Can you rename "rising sun" to "morning sun" in the lines starting with the one that contains "Q: Which region of the image contains the multi-story" and going on through the one that contains "[120,42,135,53]", leaving everything else in them unchanged?

■ ■ ■ ■ ■

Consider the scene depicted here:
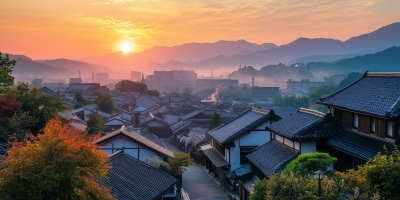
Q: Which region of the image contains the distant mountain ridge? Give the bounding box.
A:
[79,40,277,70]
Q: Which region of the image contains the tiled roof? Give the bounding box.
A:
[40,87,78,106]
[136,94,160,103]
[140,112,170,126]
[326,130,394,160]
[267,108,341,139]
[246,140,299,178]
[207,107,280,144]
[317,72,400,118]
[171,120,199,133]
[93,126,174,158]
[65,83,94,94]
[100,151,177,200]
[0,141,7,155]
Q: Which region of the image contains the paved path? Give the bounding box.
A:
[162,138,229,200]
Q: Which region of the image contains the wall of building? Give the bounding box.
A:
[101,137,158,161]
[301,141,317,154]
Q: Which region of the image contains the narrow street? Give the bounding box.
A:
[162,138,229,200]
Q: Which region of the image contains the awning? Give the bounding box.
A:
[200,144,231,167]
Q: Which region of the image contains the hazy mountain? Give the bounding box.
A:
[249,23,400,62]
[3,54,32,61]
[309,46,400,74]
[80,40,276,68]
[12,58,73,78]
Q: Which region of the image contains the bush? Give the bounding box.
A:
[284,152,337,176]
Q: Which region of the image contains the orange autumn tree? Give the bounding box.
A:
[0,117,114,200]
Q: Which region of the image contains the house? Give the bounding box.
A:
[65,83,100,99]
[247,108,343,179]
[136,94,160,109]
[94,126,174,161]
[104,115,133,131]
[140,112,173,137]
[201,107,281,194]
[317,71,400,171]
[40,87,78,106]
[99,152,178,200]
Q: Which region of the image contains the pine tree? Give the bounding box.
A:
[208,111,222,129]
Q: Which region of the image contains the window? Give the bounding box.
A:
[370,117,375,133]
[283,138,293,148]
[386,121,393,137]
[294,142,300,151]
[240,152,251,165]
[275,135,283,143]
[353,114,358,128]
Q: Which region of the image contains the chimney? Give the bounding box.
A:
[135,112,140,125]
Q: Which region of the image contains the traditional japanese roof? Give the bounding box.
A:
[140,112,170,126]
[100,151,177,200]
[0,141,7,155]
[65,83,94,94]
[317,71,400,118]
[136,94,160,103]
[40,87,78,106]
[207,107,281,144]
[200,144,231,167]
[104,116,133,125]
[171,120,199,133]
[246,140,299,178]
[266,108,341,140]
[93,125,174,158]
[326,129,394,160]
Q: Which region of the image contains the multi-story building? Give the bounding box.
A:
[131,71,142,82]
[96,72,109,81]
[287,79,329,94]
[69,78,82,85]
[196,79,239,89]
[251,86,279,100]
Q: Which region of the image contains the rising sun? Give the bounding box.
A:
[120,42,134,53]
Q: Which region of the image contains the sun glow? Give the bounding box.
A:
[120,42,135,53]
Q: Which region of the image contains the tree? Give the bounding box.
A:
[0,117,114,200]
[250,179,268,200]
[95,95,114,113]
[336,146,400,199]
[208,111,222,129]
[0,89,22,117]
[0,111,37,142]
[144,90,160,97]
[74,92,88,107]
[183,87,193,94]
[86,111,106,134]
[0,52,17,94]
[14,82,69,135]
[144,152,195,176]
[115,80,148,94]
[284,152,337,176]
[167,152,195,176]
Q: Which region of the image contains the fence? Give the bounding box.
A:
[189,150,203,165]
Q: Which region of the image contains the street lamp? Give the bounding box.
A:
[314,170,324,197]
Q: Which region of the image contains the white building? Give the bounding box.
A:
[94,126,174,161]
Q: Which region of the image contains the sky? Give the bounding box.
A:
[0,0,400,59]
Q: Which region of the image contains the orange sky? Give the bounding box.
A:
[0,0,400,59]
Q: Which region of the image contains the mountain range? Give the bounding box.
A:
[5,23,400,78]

■ ■ ■ ■ ■

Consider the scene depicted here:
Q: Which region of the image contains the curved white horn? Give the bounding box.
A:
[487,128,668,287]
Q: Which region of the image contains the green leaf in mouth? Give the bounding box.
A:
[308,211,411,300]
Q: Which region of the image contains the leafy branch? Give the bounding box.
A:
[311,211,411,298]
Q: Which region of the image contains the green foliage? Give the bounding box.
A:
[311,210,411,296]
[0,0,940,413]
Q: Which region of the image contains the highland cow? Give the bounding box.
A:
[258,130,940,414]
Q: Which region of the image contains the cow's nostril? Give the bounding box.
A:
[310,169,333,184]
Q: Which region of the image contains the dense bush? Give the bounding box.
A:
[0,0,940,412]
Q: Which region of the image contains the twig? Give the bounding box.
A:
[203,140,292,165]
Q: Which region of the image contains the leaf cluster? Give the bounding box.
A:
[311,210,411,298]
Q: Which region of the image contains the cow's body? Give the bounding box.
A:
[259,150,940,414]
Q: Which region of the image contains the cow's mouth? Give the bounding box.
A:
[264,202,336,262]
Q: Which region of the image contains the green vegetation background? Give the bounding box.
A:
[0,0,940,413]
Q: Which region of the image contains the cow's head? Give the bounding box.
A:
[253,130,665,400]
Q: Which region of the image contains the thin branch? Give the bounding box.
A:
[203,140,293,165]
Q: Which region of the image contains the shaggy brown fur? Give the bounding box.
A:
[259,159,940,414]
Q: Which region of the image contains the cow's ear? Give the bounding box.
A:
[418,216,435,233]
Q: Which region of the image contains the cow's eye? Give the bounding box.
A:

■ ■ ■ ■ ■

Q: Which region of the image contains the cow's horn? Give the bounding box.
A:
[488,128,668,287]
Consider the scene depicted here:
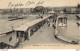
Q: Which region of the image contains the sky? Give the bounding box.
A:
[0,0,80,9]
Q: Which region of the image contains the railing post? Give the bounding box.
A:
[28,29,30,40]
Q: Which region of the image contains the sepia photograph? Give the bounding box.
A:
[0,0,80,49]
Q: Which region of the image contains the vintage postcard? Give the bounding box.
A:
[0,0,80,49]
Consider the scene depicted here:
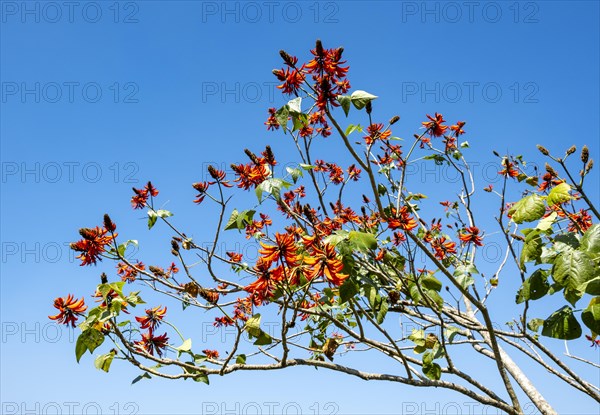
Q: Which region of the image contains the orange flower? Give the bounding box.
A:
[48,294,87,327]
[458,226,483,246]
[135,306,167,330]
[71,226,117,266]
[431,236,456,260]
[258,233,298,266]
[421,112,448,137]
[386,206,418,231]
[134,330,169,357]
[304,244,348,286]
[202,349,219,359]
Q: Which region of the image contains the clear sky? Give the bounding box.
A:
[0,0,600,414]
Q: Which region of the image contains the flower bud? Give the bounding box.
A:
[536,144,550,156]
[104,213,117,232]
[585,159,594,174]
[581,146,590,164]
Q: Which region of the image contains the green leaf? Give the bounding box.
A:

■ ■ ■ ■ ■

▶ _Correct output_:
Q: Which region of the image contains the multi-story building? Give the bounding box.
A:
[131,71,142,82]
[96,72,109,81]
[287,79,329,94]
[69,78,82,85]
[196,79,239,89]
[251,86,279,100]
Q: Which region of the image contains the morning sun? Give the bounding box.
A:
[120,42,134,53]
Q: Which region of the image contains the sun glow? Give the bounding box.
A:
[120,42,135,53]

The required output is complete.